**GIVEN TASK**
Return every one of the records below verbatim, line for line, with no changes.

[Begin]

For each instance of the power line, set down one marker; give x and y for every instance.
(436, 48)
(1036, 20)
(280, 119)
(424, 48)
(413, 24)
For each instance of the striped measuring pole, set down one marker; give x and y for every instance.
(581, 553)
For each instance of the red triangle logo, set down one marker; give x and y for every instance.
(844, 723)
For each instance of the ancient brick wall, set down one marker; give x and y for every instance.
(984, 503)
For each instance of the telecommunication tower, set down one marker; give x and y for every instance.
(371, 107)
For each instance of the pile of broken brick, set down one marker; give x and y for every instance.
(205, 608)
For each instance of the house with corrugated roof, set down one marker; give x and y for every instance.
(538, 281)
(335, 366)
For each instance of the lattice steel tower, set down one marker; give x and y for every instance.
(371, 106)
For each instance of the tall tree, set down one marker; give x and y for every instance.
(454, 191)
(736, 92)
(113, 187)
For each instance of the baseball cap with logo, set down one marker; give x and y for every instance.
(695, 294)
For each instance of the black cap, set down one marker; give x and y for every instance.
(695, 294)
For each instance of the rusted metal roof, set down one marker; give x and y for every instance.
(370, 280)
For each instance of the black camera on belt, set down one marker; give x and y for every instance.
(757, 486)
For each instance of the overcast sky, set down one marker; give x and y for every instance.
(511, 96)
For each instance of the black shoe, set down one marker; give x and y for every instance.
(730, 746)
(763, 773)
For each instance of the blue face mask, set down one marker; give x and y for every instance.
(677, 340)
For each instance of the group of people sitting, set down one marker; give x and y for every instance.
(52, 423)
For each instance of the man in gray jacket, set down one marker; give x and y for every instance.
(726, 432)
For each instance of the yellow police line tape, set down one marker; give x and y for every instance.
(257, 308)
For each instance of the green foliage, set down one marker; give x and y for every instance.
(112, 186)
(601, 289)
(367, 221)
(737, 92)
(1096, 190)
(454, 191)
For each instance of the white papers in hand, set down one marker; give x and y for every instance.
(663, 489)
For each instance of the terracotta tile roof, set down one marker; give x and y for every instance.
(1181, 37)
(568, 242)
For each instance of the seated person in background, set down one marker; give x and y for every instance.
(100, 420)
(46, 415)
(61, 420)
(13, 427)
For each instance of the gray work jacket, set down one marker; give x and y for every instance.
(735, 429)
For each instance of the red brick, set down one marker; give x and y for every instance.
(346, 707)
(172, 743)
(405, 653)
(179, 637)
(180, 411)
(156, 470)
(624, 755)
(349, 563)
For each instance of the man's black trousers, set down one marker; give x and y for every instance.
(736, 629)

[End]

**THE ANSWER**
For each instance of the power line, set down one marker; give x and y for every instance.
(436, 48)
(1036, 20)
(280, 119)
(424, 48)
(413, 24)
For each instance of the striped measuring pole, set down one marker; give x and y for every instance.
(581, 553)
For each instance of the red triangle logo, set down one marker; give x and y for every instance.
(844, 723)
For each instance of the ancient brick wall, set down one marker; give x and y for every instance.
(984, 503)
For each instance of the telecommunication tower, set down one marker; give x and y for every instance.
(371, 107)
For each instance of the pile of broken brick, set down one marker; give x and y for every instance.
(205, 608)
For each instance of the house with corrugated roof, set down one marker; give x and y for every instance.
(538, 281)
(335, 366)
For each instance of the lattice steel tower, set down one marker; give x and y for every instance.
(371, 106)
For each instance of the tall tree, set down one marker; give x and y for every instance.
(454, 191)
(736, 92)
(113, 187)
For each instance of the baseball cap with logo, set down one marker; give x and y for every instance.
(695, 294)
For each instance of the black cap, set down one marker; give x and y for every instance.
(695, 294)
For each instance of the rusted metal roof, set down one marker; give x and y for every instance.
(370, 280)
For each instance of the black camera on belt, set down one marker; give x and y for every instance.
(757, 486)
For each instance of the overcast sky, set down one marker; give x and y for every instance.
(511, 96)
For each instance of the black shoe, set down one marker; give x and y for every instance.
(730, 746)
(763, 773)
For each instance of the blue face mask, set down one marker; give x and y for every instance.
(677, 340)
For each instance of the group of people sitting, set down one marker; give x and y for every instance.
(52, 423)
For each instance of the man in gray jacket, set down one marker; give x and y for every instance.
(726, 432)
For each instance of the yellow police line tape, set down one marker; give x and y for every instance.
(257, 308)
For each instance of the green foliage, set down one marker; give x and y for every instance.
(112, 186)
(601, 289)
(367, 221)
(737, 92)
(1096, 190)
(454, 191)
For each instance of the white papers in hand, set down one marker; give x and y for every instance.
(663, 489)
For each instance of the terracotta tile roof, set down one marker; give x and y for every instance.
(1181, 37)
(568, 242)
For each instance of the seated person in background, set down one marker; give x and y for every instance.
(100, 420)
(46, 415)
(61, 420)
(13, 427)
For each instance of the gray work jacket, set down one marker; give x and y for every instance.
(735, 429)
For each instance of the red brick, set down one marker; give x and y for every instance.
(346, 707)
(172, 743)
(405, 653)
(179, 637)
(180, 411)
(156, 470)
(624, 755)
(349, 563)
For each instance of the man's black trousers, set down one marker; give x and y for every instance.
(736, 629)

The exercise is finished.